# DOCUMENT
-- start --

“Every town, like every man, has its own countenance; they have a common likeness and yet are different; one keeps in his mind all their peculiar touches.”

~Hans Christian Andersen

We had just stepped onto the streets of Town Hall Square and started to unfold our map when it first happened.

“Can I help you find something?” the man asked. His sincerity and friendliness caught us off guard. We weren’t lost and didn’t even have a question, and yet this very nice stranger had stopped to offer help. We smiled and thanked him and said we were just getting our bearings before heading into Old Town.

But it turned out that kindness from strangers is not a random happenstance in the Danish capital. It’s a way of life that we encountered more often in our two days there than anywhere else we have traveled. The people we met seemed happy. They rode bicycles to work – women in dresses, men in suits – and looked effortlessly stylish. The city was spotlessly clean and endlessly charming. By the end of our stay, I was convinced that if I had to live in another country, Denmark would be the place!

Town Hall Square
Town Hall Square, where the oldest part of the city begins.

Copenhagen was the embarkation port for our cruise on the Baltic Sea. Herb and I had arrived a couple of days ahead of time to see this city that was new to both of us. We purchased Copenhagen Cards at the Tourist Information Office, which gave us access to the main attractions for our two-day stay.

Canal Boat Tour

It was lovely sunny morning as we walked through Old Town to Gammel Strand to catch one of the Canal Tours. We found seats by the open windows and were ready for our one-hour excursion. Our friendly – there’s that word again – guide provided a triple-language narration in English, Danish and Spanish.

Canal Boat Sign
The canal boat boarding stop at Gammel Strand.
Canal Boat Us
Selfie on the Canal Boat!
Canal Boat1
View as we headed out on the canal.
Canal Boat2
The green dome in the distance is Frederik’s Church, just behind Amalienborg Palace.

-- end --

# WRITTEN REQUEST A
In the Copenhagen travel account, condense the paragraph beginning "But it turned out that kindness from strangers" into a short bulleted list that keeps its main facts.
# WRITTEN REQUEST B
Return the portion of the Copenhagen travel account that starts at the words "Canal Boat Tour" and stops after the words "on the canal.", reproduced word for word.

# DATA PROVIDED
-- start --

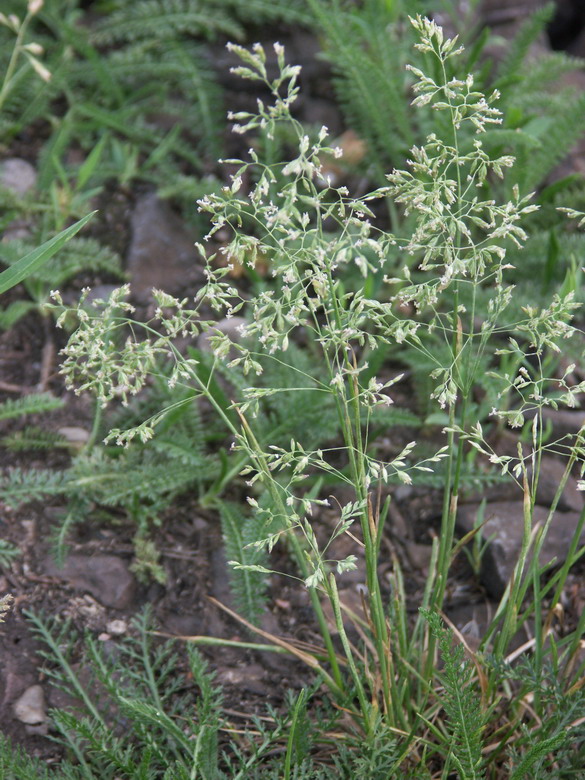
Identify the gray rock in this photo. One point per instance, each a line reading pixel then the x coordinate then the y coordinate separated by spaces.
pixel 504 522
pixel 30 707
pixel 106 577
pixel 17 175
pixel 229 325
pixel 162 252
pixel 564 421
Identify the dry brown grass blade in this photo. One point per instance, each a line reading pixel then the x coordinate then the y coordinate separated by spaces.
pixel 306 658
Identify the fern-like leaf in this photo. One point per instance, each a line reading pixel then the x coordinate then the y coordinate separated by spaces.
pixel 248 587
pixel 461 702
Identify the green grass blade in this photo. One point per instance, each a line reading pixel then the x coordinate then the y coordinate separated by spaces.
pixel 38 257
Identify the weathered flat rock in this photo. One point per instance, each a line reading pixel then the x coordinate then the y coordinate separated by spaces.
pixel 505 522
pixel 162 252
pixel 106 577
pixel 17 175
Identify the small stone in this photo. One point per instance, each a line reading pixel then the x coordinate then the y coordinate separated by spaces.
pixel 162 252
pixel 230 326
pixel 117 627
pixel 30 707
pixel 106 577
pixel 17 175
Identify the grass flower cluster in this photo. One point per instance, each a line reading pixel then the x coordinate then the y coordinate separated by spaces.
pixel 447 281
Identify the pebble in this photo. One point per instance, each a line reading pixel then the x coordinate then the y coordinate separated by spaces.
pixel 30 707
pixel 17 175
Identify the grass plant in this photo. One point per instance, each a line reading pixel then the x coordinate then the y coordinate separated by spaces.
pixel 413 718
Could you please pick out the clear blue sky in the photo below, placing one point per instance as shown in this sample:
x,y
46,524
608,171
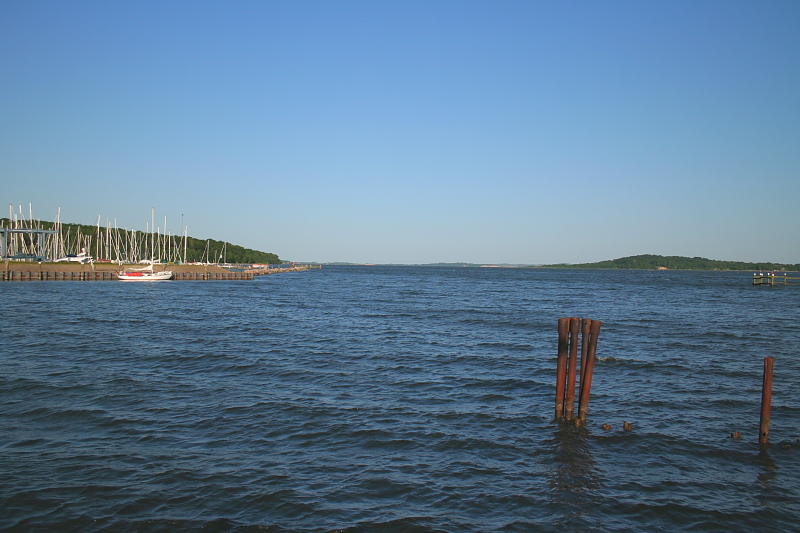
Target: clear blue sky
x,y
413,132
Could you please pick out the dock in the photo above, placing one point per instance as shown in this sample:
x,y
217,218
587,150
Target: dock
x,y
771,279
29,271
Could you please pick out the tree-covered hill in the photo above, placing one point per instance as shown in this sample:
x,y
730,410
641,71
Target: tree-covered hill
x,y
672,262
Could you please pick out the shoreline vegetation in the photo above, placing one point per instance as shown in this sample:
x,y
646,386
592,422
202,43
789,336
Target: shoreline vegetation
x,y
673,262
635,262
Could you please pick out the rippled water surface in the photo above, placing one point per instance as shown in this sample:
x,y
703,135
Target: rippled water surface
x,y
396,399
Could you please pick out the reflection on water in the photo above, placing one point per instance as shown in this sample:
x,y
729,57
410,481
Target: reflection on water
x,y
572,475
766,467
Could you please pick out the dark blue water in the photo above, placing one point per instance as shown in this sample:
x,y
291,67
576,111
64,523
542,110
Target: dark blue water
x,y
396,399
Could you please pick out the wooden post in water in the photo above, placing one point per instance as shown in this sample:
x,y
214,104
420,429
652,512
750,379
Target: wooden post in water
x,y
561,369
569,407
766,400
586,384
586,325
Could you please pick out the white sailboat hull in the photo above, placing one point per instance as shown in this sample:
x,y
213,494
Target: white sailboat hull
x,y
145,276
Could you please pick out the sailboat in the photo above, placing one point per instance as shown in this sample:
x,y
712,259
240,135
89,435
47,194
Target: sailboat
x,y
147,273
144,274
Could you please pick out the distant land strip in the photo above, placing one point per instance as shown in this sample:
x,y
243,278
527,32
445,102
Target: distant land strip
x,y
672,262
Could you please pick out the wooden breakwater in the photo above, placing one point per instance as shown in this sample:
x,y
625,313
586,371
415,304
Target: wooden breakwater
x,y
105,275
267,271
51,272
771,279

-- end --

# WRITTEN REPLY A
- Kindness from strangers is a way of life in the Danish capital, not a random happenstance.
- We encountered it more often in two days there than anywhere else we have traveled.
- The people seemed happy and rode bicycles to work, women in dresses and men in suits, looking effortlessly stylish.
- The city was spotlessly clean and endlessly charming.
- By the end of the stay, I was convinced Denmark would be the place to live if I had to live in another country.

# WRITTEN REPLY B
Canal Boat Tour

It was lovely sunny morning as we walked through Old Town to Gammel Strand to catch one of the Canal Tours. We found seats by the open windows and were ready for our one-hour excursion. Our friendly – there’s that word again – guide provided a triple-language narration in English, Danish and Spanish.

Canal Boat Sign
The canal boat boarding stop at Gammel Strand.
Canal Boat Us
Selfie on the Canal Boat!
Canal Boat1
View as we headed out on the canal.